(Saved data entries)
────────────────

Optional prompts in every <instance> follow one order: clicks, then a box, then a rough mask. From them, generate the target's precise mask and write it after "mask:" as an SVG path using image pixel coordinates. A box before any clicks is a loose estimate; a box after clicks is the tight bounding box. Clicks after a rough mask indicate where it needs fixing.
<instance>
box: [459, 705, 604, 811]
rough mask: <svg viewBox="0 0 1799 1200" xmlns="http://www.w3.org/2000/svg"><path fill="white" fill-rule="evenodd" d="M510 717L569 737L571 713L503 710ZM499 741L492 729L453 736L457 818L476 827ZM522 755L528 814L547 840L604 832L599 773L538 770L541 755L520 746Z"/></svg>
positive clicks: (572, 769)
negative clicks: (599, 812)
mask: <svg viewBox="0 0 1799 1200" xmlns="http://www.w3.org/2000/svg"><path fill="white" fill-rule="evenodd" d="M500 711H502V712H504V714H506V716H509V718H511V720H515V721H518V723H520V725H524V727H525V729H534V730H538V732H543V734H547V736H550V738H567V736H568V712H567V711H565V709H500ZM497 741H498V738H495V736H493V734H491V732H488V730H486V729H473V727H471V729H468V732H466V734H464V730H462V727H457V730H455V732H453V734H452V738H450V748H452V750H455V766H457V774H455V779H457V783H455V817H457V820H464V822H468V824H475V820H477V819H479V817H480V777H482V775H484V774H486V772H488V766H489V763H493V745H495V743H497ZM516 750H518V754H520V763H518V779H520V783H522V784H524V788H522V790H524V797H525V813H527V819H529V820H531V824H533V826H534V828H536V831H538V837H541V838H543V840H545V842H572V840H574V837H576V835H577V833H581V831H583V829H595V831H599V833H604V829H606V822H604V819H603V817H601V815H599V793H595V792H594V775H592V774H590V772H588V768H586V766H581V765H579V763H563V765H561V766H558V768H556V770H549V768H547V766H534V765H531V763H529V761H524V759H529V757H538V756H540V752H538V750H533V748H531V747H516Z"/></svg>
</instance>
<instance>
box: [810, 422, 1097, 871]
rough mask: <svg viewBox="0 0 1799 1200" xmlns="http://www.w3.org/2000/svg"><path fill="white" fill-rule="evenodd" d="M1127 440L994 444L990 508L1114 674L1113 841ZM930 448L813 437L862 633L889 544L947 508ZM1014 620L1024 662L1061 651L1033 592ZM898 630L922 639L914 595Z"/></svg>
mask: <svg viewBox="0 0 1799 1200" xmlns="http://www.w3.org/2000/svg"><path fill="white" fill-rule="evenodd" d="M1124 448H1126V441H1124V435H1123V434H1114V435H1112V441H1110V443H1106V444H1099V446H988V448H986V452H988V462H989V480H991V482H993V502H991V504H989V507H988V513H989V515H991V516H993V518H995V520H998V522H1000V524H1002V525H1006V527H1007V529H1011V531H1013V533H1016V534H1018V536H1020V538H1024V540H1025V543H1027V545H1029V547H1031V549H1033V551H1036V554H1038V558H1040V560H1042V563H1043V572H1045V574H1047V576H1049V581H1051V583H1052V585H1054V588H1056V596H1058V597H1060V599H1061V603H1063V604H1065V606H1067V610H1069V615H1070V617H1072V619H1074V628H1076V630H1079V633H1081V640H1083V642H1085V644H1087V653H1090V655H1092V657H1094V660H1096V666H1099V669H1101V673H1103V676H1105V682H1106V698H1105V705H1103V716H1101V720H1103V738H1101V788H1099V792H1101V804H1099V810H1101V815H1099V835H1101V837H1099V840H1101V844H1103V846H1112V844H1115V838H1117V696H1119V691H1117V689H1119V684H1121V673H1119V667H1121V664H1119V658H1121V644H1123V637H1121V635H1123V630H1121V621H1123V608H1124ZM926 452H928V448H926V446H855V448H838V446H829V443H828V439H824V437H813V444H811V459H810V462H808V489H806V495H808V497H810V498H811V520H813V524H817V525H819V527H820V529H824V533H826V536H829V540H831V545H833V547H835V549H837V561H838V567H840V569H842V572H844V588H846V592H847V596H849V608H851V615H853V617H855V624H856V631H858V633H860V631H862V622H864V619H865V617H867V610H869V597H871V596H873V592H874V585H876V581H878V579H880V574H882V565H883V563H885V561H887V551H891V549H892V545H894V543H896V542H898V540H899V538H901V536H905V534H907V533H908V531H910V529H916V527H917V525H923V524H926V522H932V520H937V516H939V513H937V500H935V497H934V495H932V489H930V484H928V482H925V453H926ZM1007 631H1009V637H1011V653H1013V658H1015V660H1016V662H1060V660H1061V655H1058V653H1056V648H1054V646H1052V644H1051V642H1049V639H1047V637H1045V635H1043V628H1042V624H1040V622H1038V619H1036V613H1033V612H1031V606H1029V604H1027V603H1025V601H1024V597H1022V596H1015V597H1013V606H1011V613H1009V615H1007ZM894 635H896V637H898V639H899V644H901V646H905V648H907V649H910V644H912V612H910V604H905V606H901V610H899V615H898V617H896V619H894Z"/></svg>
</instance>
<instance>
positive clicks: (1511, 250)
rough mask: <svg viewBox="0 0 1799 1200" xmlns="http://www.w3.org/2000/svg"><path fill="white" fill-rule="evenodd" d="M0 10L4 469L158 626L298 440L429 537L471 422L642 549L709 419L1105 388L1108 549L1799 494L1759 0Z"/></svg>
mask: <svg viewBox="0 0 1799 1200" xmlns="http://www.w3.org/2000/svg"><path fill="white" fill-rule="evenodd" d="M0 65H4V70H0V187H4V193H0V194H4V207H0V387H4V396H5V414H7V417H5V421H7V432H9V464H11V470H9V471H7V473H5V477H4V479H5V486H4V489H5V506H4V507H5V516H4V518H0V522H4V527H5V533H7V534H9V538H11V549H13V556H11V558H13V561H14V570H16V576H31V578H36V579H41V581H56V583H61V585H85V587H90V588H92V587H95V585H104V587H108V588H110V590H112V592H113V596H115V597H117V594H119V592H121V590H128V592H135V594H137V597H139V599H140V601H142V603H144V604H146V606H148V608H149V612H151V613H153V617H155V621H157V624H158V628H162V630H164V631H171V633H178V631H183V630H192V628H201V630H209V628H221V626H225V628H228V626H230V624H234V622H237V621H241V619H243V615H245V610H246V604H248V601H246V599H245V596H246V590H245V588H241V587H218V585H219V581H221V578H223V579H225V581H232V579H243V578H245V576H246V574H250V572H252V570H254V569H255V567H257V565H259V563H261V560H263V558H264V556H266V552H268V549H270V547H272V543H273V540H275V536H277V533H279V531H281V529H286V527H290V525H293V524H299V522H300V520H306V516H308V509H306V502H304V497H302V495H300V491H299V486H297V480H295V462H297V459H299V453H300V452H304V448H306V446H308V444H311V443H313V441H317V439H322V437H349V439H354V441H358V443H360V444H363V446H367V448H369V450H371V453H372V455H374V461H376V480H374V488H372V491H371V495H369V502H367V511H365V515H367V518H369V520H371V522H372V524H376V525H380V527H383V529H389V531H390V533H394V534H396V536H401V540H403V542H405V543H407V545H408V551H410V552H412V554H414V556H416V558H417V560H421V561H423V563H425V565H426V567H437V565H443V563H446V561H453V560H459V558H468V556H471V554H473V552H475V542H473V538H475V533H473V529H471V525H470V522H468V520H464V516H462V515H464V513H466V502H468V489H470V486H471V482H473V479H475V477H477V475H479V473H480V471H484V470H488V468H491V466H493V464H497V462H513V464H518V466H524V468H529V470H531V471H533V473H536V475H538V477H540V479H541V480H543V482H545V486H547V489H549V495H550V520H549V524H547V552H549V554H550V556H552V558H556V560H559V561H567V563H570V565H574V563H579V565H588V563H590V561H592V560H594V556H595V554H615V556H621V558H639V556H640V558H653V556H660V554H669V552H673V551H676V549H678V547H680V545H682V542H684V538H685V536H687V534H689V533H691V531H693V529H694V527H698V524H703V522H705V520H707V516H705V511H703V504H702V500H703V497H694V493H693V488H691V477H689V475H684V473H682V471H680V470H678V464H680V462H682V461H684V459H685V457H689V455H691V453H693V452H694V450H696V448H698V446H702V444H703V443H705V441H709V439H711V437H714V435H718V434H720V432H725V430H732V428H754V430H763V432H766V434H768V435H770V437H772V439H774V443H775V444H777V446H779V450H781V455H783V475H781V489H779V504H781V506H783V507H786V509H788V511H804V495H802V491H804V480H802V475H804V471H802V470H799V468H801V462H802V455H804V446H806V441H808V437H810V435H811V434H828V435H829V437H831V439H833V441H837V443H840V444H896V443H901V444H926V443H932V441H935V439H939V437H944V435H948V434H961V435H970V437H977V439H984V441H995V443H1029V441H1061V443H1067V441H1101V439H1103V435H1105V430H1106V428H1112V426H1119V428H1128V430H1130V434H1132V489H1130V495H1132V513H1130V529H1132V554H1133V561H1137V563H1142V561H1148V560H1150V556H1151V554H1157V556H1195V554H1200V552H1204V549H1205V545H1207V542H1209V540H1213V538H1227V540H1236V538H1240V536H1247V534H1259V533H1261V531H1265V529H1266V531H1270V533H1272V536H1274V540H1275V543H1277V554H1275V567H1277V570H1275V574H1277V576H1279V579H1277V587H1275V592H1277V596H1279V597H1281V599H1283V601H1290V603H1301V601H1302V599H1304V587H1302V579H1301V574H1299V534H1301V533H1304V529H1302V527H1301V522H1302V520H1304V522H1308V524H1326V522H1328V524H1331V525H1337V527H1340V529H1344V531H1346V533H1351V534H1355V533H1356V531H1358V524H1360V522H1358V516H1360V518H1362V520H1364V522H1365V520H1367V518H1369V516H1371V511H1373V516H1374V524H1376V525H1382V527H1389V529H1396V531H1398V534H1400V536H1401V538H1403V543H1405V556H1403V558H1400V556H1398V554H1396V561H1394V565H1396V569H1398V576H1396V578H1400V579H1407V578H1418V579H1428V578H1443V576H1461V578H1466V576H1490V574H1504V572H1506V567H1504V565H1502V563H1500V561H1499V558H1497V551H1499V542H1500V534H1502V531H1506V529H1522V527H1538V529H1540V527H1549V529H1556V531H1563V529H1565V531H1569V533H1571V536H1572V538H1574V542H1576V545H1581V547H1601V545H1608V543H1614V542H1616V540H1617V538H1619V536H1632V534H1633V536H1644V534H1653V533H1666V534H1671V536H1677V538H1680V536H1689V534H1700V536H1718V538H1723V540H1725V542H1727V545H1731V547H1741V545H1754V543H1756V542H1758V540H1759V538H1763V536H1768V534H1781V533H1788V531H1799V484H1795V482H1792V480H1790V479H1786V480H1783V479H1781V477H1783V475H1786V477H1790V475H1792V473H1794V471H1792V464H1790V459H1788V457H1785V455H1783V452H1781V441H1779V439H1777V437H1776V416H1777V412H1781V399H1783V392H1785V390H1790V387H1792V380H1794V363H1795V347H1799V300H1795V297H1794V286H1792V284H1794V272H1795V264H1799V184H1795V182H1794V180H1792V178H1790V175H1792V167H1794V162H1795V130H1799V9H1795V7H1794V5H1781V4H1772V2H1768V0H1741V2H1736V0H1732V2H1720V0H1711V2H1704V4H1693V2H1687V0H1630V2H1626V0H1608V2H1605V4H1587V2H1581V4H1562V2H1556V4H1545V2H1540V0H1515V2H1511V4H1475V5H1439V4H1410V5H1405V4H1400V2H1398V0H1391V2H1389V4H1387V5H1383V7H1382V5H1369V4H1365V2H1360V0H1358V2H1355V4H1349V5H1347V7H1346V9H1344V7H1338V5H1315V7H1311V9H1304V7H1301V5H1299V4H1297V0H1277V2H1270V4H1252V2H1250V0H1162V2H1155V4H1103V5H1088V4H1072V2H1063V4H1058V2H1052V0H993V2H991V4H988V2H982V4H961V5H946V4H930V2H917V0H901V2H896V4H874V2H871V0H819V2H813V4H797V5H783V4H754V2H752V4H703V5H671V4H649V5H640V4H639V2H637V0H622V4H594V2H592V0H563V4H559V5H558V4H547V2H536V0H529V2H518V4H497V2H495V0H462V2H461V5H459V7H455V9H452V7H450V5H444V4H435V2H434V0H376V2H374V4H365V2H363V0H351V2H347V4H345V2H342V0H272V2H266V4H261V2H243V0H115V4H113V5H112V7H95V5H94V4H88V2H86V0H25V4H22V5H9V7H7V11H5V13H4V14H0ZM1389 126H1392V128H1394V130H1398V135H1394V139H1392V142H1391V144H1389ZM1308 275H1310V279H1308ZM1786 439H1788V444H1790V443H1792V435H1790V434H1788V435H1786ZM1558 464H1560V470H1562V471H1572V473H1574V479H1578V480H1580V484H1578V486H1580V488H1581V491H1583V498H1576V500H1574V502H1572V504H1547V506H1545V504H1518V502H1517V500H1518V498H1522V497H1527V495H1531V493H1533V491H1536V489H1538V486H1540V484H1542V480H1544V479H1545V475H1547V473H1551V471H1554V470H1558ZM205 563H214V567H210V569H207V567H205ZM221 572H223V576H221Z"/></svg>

────────────────

▶ **Goal of the exercise**
The word "positive" appears in some lines above. Return every one of those lines.

▶ **Answer section**
positive clicks: (572, 769)
positive clicks: (1511, 250)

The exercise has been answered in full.